Stored entries:
+ + + + + + +
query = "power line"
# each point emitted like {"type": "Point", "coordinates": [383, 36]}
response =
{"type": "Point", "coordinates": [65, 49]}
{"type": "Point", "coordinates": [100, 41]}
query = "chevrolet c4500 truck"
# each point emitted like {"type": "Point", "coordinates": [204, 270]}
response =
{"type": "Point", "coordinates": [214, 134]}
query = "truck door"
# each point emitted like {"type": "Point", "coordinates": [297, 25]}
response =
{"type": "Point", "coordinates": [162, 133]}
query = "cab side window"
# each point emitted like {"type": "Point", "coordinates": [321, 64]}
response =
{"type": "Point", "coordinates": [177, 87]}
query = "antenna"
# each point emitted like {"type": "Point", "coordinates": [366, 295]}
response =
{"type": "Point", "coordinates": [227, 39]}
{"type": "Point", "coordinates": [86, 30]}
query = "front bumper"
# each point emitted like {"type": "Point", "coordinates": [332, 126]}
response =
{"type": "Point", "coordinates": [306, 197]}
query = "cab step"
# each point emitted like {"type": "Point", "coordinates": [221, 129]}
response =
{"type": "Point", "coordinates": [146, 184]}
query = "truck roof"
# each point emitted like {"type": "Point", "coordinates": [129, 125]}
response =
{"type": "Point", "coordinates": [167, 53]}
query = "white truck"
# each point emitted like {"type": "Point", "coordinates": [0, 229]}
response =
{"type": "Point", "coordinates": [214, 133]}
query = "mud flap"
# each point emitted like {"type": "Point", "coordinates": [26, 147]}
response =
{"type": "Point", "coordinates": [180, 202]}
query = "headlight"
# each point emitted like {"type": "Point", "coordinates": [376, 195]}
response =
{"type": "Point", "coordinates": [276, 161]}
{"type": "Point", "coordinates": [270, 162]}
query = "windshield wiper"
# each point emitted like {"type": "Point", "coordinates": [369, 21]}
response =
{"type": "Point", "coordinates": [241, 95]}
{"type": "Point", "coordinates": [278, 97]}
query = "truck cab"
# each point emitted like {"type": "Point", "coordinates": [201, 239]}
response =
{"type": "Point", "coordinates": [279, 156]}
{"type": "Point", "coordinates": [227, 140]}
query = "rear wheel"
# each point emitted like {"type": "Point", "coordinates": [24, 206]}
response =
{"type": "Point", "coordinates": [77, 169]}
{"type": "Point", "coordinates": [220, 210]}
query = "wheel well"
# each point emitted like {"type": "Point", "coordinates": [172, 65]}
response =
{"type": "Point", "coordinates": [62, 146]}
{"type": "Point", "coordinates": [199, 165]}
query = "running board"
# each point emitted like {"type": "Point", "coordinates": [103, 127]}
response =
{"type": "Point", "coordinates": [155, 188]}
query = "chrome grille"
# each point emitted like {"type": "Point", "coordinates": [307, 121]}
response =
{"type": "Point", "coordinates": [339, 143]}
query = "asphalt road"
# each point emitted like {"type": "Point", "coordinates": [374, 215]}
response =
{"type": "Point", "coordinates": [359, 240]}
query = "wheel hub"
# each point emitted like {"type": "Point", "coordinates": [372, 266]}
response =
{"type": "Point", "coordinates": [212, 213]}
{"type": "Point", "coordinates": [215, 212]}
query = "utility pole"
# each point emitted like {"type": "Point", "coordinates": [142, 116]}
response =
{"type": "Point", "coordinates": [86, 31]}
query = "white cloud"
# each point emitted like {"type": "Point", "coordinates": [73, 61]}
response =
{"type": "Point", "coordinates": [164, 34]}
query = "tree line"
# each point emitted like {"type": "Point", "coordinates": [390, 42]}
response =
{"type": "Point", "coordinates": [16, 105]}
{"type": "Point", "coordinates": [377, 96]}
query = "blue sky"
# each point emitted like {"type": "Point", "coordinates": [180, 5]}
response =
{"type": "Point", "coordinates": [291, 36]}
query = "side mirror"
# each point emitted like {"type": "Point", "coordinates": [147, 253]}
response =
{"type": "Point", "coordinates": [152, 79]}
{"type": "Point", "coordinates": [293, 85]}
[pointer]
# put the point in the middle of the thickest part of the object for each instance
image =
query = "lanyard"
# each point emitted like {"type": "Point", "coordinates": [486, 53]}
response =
+ + + + + + +
● DIRECTIONS
Within the records, filter for lines that contain the word "wheel" and show each one.

● ANSWER SECTION
query = "rear wheel"
query = "wheel well"
query = "wheel hub"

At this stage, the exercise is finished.